ENTRIES PROVIDED below:
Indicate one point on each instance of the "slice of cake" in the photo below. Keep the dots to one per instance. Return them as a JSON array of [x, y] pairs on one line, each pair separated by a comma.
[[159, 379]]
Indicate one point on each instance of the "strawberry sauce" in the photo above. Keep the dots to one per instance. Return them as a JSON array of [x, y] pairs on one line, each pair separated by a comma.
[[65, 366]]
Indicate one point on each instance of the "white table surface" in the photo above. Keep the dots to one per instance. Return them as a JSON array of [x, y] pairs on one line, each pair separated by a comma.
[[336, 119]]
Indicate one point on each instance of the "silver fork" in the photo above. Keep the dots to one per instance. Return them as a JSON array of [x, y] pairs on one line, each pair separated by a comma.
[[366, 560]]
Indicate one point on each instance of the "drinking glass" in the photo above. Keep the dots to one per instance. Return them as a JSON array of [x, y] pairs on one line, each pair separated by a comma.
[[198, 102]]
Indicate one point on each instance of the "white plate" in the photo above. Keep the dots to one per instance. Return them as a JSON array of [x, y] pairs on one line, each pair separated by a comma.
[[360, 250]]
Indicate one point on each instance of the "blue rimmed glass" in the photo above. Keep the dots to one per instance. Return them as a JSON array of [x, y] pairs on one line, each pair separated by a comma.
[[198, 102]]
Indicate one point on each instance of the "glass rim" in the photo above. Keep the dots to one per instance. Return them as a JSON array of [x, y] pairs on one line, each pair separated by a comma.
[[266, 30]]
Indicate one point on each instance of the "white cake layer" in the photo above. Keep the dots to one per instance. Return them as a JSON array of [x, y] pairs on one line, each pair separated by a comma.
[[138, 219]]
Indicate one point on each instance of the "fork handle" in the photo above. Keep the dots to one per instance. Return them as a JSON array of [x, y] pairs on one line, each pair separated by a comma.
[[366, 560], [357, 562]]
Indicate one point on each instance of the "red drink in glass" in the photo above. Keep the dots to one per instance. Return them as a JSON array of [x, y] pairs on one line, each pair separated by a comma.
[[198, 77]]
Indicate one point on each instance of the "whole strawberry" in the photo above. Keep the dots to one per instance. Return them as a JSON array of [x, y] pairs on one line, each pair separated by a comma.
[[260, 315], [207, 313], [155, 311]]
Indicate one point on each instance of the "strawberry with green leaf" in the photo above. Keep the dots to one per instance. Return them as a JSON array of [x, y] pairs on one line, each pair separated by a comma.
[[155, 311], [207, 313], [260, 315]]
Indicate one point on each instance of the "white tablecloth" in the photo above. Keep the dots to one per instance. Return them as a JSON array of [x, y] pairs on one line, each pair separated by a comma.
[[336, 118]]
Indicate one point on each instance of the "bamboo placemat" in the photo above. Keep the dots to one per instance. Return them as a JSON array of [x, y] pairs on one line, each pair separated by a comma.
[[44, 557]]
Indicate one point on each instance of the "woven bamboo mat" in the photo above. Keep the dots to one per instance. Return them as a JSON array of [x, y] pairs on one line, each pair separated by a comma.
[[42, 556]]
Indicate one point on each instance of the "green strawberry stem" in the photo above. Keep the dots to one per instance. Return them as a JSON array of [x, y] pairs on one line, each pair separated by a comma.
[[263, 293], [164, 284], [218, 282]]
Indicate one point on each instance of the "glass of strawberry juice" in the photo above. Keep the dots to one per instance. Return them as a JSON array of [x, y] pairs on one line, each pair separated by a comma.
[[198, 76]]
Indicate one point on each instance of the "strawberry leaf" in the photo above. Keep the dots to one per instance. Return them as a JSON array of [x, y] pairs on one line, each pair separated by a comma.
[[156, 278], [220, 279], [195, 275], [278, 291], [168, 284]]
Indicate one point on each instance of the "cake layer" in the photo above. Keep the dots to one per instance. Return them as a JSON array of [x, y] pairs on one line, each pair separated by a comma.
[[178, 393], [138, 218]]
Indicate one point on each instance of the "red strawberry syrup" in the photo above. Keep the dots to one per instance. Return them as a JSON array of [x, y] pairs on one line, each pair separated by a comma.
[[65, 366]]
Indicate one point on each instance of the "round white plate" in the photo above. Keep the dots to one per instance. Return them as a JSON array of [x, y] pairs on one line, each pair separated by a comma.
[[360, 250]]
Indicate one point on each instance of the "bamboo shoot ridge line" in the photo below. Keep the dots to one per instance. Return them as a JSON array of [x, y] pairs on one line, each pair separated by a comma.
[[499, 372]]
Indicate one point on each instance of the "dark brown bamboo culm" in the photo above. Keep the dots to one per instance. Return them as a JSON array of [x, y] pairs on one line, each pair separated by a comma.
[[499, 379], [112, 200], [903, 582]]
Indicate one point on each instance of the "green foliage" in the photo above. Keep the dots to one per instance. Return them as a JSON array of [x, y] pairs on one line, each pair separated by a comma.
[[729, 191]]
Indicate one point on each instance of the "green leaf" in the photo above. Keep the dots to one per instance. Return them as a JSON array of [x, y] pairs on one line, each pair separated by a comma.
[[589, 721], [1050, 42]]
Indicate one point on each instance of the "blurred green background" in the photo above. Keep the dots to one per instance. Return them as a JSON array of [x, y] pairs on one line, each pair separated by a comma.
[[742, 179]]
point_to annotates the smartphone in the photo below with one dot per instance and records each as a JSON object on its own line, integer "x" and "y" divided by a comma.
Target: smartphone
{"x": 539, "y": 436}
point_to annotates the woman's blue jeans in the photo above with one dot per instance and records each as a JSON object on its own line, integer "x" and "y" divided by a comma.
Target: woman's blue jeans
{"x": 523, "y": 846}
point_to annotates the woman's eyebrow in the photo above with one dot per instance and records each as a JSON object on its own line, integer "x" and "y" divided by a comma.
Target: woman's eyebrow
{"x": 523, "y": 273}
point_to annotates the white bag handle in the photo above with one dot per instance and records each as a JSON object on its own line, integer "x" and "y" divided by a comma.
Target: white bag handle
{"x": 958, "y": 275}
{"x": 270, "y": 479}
End of ENTRIES PROVIDED.
HOW TO COMPLETE THIS TASK: Word for word, print every line above.

RESPONSE TO THIS EXERCISE:
Indicate one point on each instance of the "slice of cake" in the photo below. Keep the dots to one per instance. Return them as a JSON array of [x, y] pairs on one line, each pair separated by a comma.
[[159, 379]]
Indicate one point on each instance of the "strawberry sauce" in the photo above. Keep the dots to one per instance. Return them as a JSON array of [x, y] pairs on one line, each pair separated by a comma.
[[65, 366]]
Indicate one point on each instance of the "white table surface" in the photo above. Keep the dots to one per instance. Return them as a JSON array of [x, y] pairs on one line, each pair separated by a comma.
[[336, 119]]
Indicate one point on each instance of the "silver fork" in the photo above. Keep the dots to one per instance. Return them as a JSON array of [x, y] pairs on one line, each pair separated by a comma.
[[366, 560]]
Indicate one point on each instance of the "drinking glass" in the photo above. Keep the dots to one per instance. Return them as a JSON array of [x, y] pairs on one line, each pair separated by a comma.
[[198, 102]]
Indicate one point on each instance of the "white plate" in the photo above. Keep the dots to one per instance. Return them as a JSON array of [x, y] pairs on one line, each pair separated by a comma.
[[360, 250]]
Indicate one point on each instance of the "blue rimmed glass" in the photo above. Keep the dots to one per instance. Return them as a JSON array of [x, y] pairs on one line, each pair separated by a comma.
[[198, 102]]
Indicate one point on each instance of the "glass rim" in the photo above. Keep the dots to one per instance. Return them as a JSON array of [x, y] pairs on one line, each pair separated by a comma.
[[266, 30]]
Indicate one point on each instance of the "white cake layer" in the photo above. Keep the dots to one per instance. Return them as a JSON array of [x, y] pairs on one line, each pair separated by a comma.
[[138, 219]]
Indicate one point on each instance of the "fork handle" in the photo above. Keep the dots to one per instance. Return them as a JSON array of [x, y] pairs on one line, each pair separated by a comma.
[[366, 560], [357, 562]]
Indicate one point on each instance of the "red drink in glass" in the photo above. Keep the dots to one per instance. Return them as a JSON array of [x, y] pairs on one line, each pair separated by a comma.
[[198, 77]]
Indicate one point on each instance of the "whole strawberry" in the photo above. Keep the dots to one per instance. Return them as a JSON array of [x, y] pairs on one line, each pair separated by a comma.
[[260, 315], [207, 313], [155, 311]]
Indicate one point on each instance of the "strawberry with green leaf" in the photo above. Keep the dots to one per instance. Return them as a JSON array of [x, y] pairs on one line, each pair separated by a comma.
[[155, 311], [207, 313], [260, 315]]
Indicate one point on each instance of the "white tablecloth" in the photo above. Keep the dots to one per instance. Return them as a JSON array of [x, y] pairs on one line, each pair separated by a comma.
[[336, 118]]
Indicate one point on each instance of the "bamboo placemat" in the photo above. Keep the dots to one per instance. Return them as a JSON array of [x, y] pairs on one line, each pair separated by a comma.
[[44, 557]]
Indicate one point on each instance of the "woven bamboo mat" in the photo above. Keep the dots to one per instance. Return them as a JSON array of [x, y] pairs on one line, each pair separated by a comma.
[[42, 556]]
Indicate one point on each instance of the "green strawberry stem" in the photo above. Keep the dots to one per instance. Return them as a JSON array of [x, y] pairs on one line, each pair separated by a comma.
[[263, 293], [164, 284], [218, 282]]
Indicate one point on each instance of the "glass of strawberry juice" in the photo above. Keep the dots to one per instance. Return them as a JSON array of [x, y] pairs on one line, each pair separated by a comma.
[[198, 76]]
Indicate one point on each instance of the "strawberry leaf" in the photo above. Keep the dots to one per instance. Return them as a JSON array of [x, y] pairs on one line, each pair separated by a comma.
[[156, 278], [220, 279], [195, 275], [278, 291], [168, 284]]
Indicate one point on each instance of the "cake layer" in the photo above. Keep the dots to one per instance. Return them as a JSON array of [x, y] pairs on one line, each pair separated by a comma.
[[178, 393], [138, 218]]
Indicate one point on each instance of the "red strawberry syrup" in the photo above. Keep the dots to one per instance. Return them as a JSON array of [x, y] pairs on one line, each pair separated by a comma.
[[65, 366]]
Indicate one point on each instance of the "round white plate" in the photo above. Keep the dots to one per instance. Return them as a JSON array of [x, y] pairs on one line, each pair separated by a comma.
[[360, 250]]
Indicate one point on each instance of the "bamboo shoot ridge line" in the photo below. Keep the dots to one per instance. Return them as a JSON array of [x, y] pairs on one line, each pair separated by a comma.
[[499, 372]]
Indicate one point on each instance of the "dark brown bamboo culm" in the photo above. Keep the dots to one per instance. Return them as a JSON array of [x, y] pairs on one line, each pair separated by a comma.
[[499, 379], [112, 200], [903, 582]]
Indicate one point on each instance of the "green foliage" in the photo above. Keep the dots to one per instance. Return them as a JSON array of [x, y] pairs on one line, each pair separated by a comma.
[[729, 191]]
Indicate one point on each instance of the "green leaf" in the photo above. Keep the dots to one per instance. Return them as a JSON array of [x, y] pairs on one line, each pair separated by a comma.
[[589, 721], [1050, 42]]
Indicate one point on each instance of the "blurred green background" in the photo above. Keep the dots to one per instance. Return them as a JSON array of [x, y] pairs on one line, each pair separated by a comma.
[[742, 179]]
point_to annotates the smartphone in the photo below with one dot per instance and records each as a JSON object on its own line, integer "x" and "y" divided by a comma.
Target: smartphone
{"x": 539, "y": 436}
point_to annotates the woman's blue jeans in the photo above with one dot per instance and records each as a JSON object on its own line, integer "x" and "y" divided by a comma.
Target: woman's blue jeans
{"x": 523, "y": 846}
point_to annotates the woman's eyebrow in the photo above with one dot per instance and records each as a JSON object on its own line, integer "x" and "y" divided by a comma.
Target: woman's eyebrow
{"x": 523, "y": 273}
point_to annotates the white bag handle in the photo above with one dot per instance and records each as a JSON object on its own line, integer "x" and "y" divided by a comma.
Target: white bag handle
{"x": 958, "y": 275}
{"x": 270, "y": 479}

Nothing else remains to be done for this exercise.